** Begin **
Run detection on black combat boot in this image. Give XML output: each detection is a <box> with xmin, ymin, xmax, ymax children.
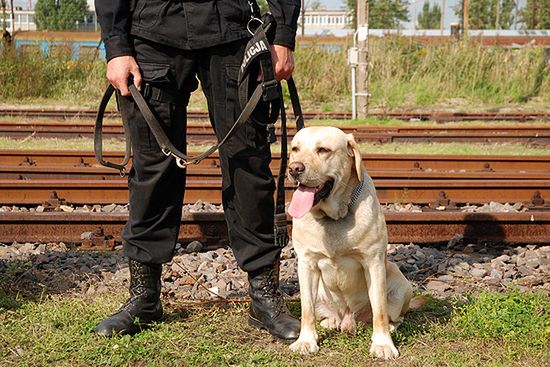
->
<box><xmin>95</xmin><ymin>260</ymin><xmax>162</xmax><ymax>337</ymax></box>
<box><xmin>248</xmin><ymin>261</ymin><xmax>300</xmax><ymax>341</ymax></box>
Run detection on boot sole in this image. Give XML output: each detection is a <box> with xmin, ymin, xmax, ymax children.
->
<box><xmin>248</xmin><ymin>315</ymin><xmax>297</xmax><ymax>343</ymax></box>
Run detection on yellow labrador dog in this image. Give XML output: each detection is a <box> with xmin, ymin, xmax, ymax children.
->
<box><xmin>288</xmin><ymin>127</ymin><xmax>412</xmax><ymax>359</ymax></box>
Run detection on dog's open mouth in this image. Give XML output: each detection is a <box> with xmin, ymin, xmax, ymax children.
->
<box><xmin>288</xmin><ymin>180</ymin><xmax>334</xmax><ymax>218</ymax></box>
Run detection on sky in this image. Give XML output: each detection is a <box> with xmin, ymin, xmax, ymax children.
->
<box><xmin>10</xmin><ymin>0</ymin><xmax>526</xmax><ymax>28</ymax></box>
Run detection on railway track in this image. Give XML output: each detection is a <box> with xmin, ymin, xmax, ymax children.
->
<box><xmin>0</xmin><ymin>151</ymin><xmax>550</xmax><ymax>206</ymax></box>
<box><xmin>0</xmin><ymin>150</ymin><xmax>550</xmax><ymax>250</ymax></box>
<box><xmin>4</xmin><ymin>121</ymin><xmax>550</xmax><ymax>145</ymax></box>
<box><xmin>0</xmin><ymin>211</ymin><xmax>550</xmax><ymax>246</ymax></box>
<box><xmin>0</xmin><ymin>107</ymin><xmax>550</xmax><ymax>122</ymax></box>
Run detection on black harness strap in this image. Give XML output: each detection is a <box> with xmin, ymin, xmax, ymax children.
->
<box><xmin>94</xmin><ymin>18</ymin><xmax>304</xmax><ymax>247</ymax></box>
<box><xmin>94</xmin><ymin>84</ymin><xmax>132</xmax><ymax>176</ymax></box>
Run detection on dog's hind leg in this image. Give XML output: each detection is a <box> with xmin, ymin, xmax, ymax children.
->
<box><xmin>315</xmin><ymin>281</ymin><xmax>342</xmax><ymax>330</ymax></box>
<box><xmin>340</xmin><ymin>307</ymin><xmax>357</xmax><ymax>334</ymax></box>
<box><xmin>386</xmin><ymin>261</ymin><xmax>412</xmax><ymax>332</ymax></box>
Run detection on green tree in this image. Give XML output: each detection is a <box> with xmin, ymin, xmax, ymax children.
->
<box><xmin>454</xmin><ymin>0</ymin><xmax>515</xmax><ymax>29</ymax></box>
<box><xmin>519</xmin><ymin>0</ymin><xmax>550</xmax><ymax>29</ymax></box>
<box><xmin>347</xmin><ymin>0</ymin><xmax>409</xmax><ymax>29</ymax></box>
<box><xmin>417</xmin><ymin>1</ymin><xmax>441</xmax><ymax>29</ymax></box>
<box><xmin>34</xmin><ymin>0</ymin><xmax>88</xmax><ymax>31</ymax></box>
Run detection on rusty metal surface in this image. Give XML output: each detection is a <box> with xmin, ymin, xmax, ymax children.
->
<box><xmin>0</xmin><ymin>150</ymin><xmax>550</xmax><ymax>172</ymax></box>
<box><xmin>4</xmin><ymin>165</ymin><xmax>550</xmax><ymax>181</ymax></box>
<box><xmin>0</xmin><ymin>121</ymin><xmax>550</xmax><ymax>145</ymax></box>
<box><xmin>0</xmin><ymin>211</ymin><xmax>550</xmax><ymax>246</ymax></box>
<box><xmin>0</xmin><ymin>178</ymin><xmax>550</xmax><ymax>205</ymax></box>
<box><xmin>0</xmin><ymin>107</ymin><xmax>550</xmax><ymax>122</ymax></box>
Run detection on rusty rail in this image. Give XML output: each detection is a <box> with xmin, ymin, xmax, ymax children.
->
<box><xmin>0</xmin><ymin>121</ymin><xmax>550</xmax><ymax>145</ymax></box>
<box><xmin>0</xmin><ymin>211</ymin><xmax>550</xmax><ymax>250</ymax></box>
<box><xmin>0</xmin><ymin>107</ymin><xmax>550</xmax><ymax>122</ymax></box>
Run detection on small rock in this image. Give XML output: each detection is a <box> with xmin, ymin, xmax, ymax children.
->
<box><xmin>185</xmin><ymin>241</ymin><xmax>203</xmax><ymax>253</ymax></box>
<box><xmin>426</xmin><ymin>280</ymin><xmax>451</xmax><ymax>293</ymax></box>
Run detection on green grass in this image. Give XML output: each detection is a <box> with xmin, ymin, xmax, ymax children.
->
<box><xmin>0</xmin><ymin>137</ymin><xmax>550</xmax><ymax>156</ymax></box>
<box><xmin>0</xmin><ymin>291</ymin><xmax>550</xmax><ymax>367</ymax></box>
<box><xmin>0</xmin><ymin>37</ymin><xmax>550</xmax><ymax>111</ymax></box>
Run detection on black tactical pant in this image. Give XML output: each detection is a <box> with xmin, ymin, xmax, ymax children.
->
<box><xmin>118</xmin><ymin>39</ymin><xmax>281</xmax><ymax>272</ymax></box>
** End **
*REQUIREMENTS:* Starting at the line that contains "Run detection on black tactical" and ending with the last line of the material, write out every line again. Scale only the bounding-box coordinates in the answers by 1.7, and round each result to a whole number, with halves rounded up.

*RIGHT ANSWER:*
Run detection on black tactical pant in this image. Give XML output: each detection is a <box> with xmin, ymin, xmax, ymax children.
->
<box><xmin>201</xmin><ymin>66</ymin><xmax>478</xmax><ymax>462</ymax></box>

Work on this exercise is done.